[[ INPUT DATA open ]]

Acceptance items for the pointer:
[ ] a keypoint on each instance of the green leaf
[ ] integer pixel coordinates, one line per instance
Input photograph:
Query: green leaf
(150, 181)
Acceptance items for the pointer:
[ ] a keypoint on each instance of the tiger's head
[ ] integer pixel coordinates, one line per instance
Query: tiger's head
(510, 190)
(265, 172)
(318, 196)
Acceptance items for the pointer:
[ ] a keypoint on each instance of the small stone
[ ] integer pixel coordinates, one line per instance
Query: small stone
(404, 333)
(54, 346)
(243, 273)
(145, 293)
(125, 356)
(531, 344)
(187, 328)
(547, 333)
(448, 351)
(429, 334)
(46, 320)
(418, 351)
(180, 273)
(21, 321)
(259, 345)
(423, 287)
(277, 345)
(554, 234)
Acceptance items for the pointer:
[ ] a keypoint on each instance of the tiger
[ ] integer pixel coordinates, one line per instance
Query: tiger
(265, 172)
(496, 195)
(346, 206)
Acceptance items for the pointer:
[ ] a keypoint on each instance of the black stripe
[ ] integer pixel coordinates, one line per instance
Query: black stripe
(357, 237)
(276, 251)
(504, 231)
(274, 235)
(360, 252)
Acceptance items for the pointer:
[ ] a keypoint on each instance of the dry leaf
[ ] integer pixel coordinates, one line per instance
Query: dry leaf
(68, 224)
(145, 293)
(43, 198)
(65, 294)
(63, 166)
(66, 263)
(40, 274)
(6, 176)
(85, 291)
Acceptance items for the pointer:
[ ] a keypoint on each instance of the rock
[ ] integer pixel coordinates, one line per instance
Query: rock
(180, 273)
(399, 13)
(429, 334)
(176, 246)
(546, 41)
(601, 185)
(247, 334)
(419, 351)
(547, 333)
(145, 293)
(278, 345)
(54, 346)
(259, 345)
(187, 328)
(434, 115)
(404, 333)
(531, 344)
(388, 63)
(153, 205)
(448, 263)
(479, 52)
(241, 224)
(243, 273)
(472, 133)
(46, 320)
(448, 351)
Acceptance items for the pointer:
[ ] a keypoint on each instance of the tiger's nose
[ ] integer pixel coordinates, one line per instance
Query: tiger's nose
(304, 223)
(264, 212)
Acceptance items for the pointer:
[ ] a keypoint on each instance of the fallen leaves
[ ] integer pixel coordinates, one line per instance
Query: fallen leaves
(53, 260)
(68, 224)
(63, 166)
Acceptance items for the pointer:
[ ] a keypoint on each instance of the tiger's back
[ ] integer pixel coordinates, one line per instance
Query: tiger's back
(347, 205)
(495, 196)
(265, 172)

[[ INPUT DATA closed ]]

[WHAT TO DO] Your task is to restate, word for word, only those lines above that fall between the line holding "Query: rock" and the line holding "[ ] a keypoint on each instance of the fallen", inclusive.

[ANSWER SPACE]
Query: rock
(180, 273)
(399, 13)
(429, 334)
(176, 246)
(546, 41)
(601, 185)
(247, 334)
(419, 351)
(547, 333)
(145, 293)
(278, 345)
(54, 346)
(259, 345)
(187, 328)
(434, 115)
(404, 333)
(531, 344)
(388, 63)
(153, 205)
(448, 263)
(479, 52)
(241, 224)
(243, 273)
(472, 133)
(46, 320)
(448, 351)
Acceptance items for the pointer:
[ ] a keypoint on each instance of the tiger's nose
[ ] integer pixel coordinates, one line per instance
Query: tiger's nose
(304, 223)
(264, 212)
Acceptance items for the pointer:
[ ] a keypoint on each instance of the fallen leaves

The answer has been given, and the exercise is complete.